HOW TO COMPLETE THIS TASK> Continue the text on monthly movements into and out of employment and unemployment, picking up after its final sentence.

People moving into or out of employment or unemployment every month

Discusses the monthly movements between employment and unemployment and how they help to understand net changes in the Labour Force level estimates.

Released
15/06/2020

Changes in headline labour force estimates, such as the number of employed people, unemployed people and the unemployment rate, are important indicators of the overall changes in the labour market from month to month.

However, these often relatively small overall ‘net’ changes are based on extensive month-to-month changes, with a much larger number of people entering or leaving employment and unemployment every month.

This article uses labour force 'gross flows' data to highlight the extent of these changes (see footnote), and why they are an important complement to the headline level estimates in understanding underlying labour market activity. This is particularly important at a time of great change, such as the COVID-19 period, when considerable changes are expected to be seen between March and April.

Employment

Around 13 million people are currently employed, with the month-to-month net change in employment averaging around 25,000 over the last three years (in trend terms).

However, often from one month to the next:

  • around 400,000 people move into employment; and 
  • around 400,000 people move out of employment.

Most people who leave employment tend to move to being not in the labour force, rather than into unemployment (as they were not available to work and/or they had not started to actively look for work).

Similarly, there tends to be more people who move from being not in the labour force straight into employment, than move from unemployment to employment. This indicates that for many people who are not in the labour force, once they start looking for work and/or become available for work they quickly transition into working in a job.

Unemployment

Looking at these changes is particularly important when monitoring unemployment and understanding the experiences of unemployed people.

While the number of unemployed people has generally been around 700,000 each month for the last three years, and the monthly (absolute) change in unemployment has averaged around 4,000 (in trend terms):

  • generally around 300,000 people who are unemployed in one month are no longer unemployed in the following month; and
  • almost half of unemployed people in a given month will not have been unemployed in the previous month.

Data excerpts
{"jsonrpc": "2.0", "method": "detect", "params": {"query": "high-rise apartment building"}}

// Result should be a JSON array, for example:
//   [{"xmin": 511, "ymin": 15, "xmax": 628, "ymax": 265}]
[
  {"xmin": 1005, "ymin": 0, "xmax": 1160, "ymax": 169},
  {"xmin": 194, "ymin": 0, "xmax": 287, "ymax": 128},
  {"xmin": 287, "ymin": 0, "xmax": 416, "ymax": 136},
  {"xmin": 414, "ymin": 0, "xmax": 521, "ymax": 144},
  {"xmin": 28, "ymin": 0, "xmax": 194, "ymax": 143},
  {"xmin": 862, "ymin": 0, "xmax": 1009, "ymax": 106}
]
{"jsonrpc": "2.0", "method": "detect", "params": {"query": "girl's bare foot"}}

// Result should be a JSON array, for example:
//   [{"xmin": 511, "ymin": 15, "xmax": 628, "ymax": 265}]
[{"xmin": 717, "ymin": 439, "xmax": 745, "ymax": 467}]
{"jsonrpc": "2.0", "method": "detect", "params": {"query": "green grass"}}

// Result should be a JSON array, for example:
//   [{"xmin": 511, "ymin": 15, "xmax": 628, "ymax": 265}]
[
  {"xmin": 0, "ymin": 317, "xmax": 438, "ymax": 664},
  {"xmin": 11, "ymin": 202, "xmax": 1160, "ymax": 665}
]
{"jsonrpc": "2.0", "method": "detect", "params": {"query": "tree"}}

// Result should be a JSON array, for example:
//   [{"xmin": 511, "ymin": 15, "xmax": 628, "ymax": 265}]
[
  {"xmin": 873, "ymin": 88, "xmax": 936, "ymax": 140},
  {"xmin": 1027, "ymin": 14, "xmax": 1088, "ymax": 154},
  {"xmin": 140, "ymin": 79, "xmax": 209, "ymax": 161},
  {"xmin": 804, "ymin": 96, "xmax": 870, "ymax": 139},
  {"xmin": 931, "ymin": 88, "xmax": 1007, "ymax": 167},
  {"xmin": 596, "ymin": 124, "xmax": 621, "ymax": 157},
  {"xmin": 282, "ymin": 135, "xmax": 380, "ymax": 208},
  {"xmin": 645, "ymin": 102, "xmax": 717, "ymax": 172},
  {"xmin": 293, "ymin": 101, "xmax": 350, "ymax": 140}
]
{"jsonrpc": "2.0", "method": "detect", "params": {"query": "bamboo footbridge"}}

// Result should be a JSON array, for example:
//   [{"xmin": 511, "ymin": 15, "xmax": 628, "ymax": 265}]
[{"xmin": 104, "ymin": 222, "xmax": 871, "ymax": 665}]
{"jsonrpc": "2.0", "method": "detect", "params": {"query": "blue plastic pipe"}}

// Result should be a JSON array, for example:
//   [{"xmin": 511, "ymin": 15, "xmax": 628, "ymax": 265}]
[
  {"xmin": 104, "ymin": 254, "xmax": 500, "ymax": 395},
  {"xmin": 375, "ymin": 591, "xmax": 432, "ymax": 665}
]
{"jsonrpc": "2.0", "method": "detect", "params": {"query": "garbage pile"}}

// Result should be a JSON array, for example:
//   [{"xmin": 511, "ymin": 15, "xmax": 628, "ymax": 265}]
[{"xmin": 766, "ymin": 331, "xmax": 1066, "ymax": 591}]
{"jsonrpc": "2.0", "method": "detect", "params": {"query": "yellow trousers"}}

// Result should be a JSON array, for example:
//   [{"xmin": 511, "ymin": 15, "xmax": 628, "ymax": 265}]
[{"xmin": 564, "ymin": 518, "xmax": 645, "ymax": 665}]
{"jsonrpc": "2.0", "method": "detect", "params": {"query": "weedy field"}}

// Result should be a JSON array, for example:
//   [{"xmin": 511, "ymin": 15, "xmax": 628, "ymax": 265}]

YOUR RESPONSE>
Of those moving out of unemployment each month, around half move into employment, while the other remain jobless (but are now classified as not in the labour force, as, for example, they have stopped looking for work and/or are no longer available for work).

Changes within employment: full-time and part-time

In addition to the month-to-month flows between employment, unemployment and not in the labour force, it is also important to consider the considerable dynamic change within the employed population that underpins net changes in full-time and part-time employment. For example, on average:

  • each month around 400,000 people move from being employed full-time to being employed part-time; and
  • around 400,000 from being employed part-time work to being employed full-time.

There are also additional people who can remain employed full-time from one month to the next, but who actually worked part-time hours in a given month (they are still classified as employed full-time, as they usually work full-time hours). 

Changes in the hours people work can reflect a range of factors (some related to business activity and others reflecting the individual circumstances of individuals). During the COVID-19 period information on people working reduced hours or not working any hours at all will be of increasing importance to labour market analysis, with information available from Labour Force, Australia, Detailed.

Labour Force ‘Gross flows’ data

More data on these month-to-month flows between employment, unemployment and not in the labour force (and full-time and part-time employment) are available monthly from the Labour Force Survey, in datacube GM1 – Labour force status and Gross changes (flows) by Age, Sex, State and Territory, February 1991 onwards in Labour Force, Australia.

The following diagram shows the proportions of people moving between employment, unemployment and not in the labour force from February to March 2020, based on the “matched sample” data in the gross flows datacube (that is, households that responded to the Labour Force survey in both February and March 2020). While this means that the data is not drawn from the entire sample, it does provide a useful indication of the flows between the three labour force status categories.

This flow chart shows the proportions of people moving between employment, unemployment and not in the labour force from February to March 2020.

Footnote: The figures included in this article should be considered as approximate only, as they represent a simple 'scaling up' of the gross flows data to account for the gross flows being only based on the matched sample (around 80% of the total sample). This has been done to assist in a more direct comparison of the flows with the published monthly estimates of net change in employment and unemployment. This simple scaling up does not take into account weighting, population changes, or the unmatched part of the common sample, but is presented as a simple approach for users to be able to repeat in their own analysis.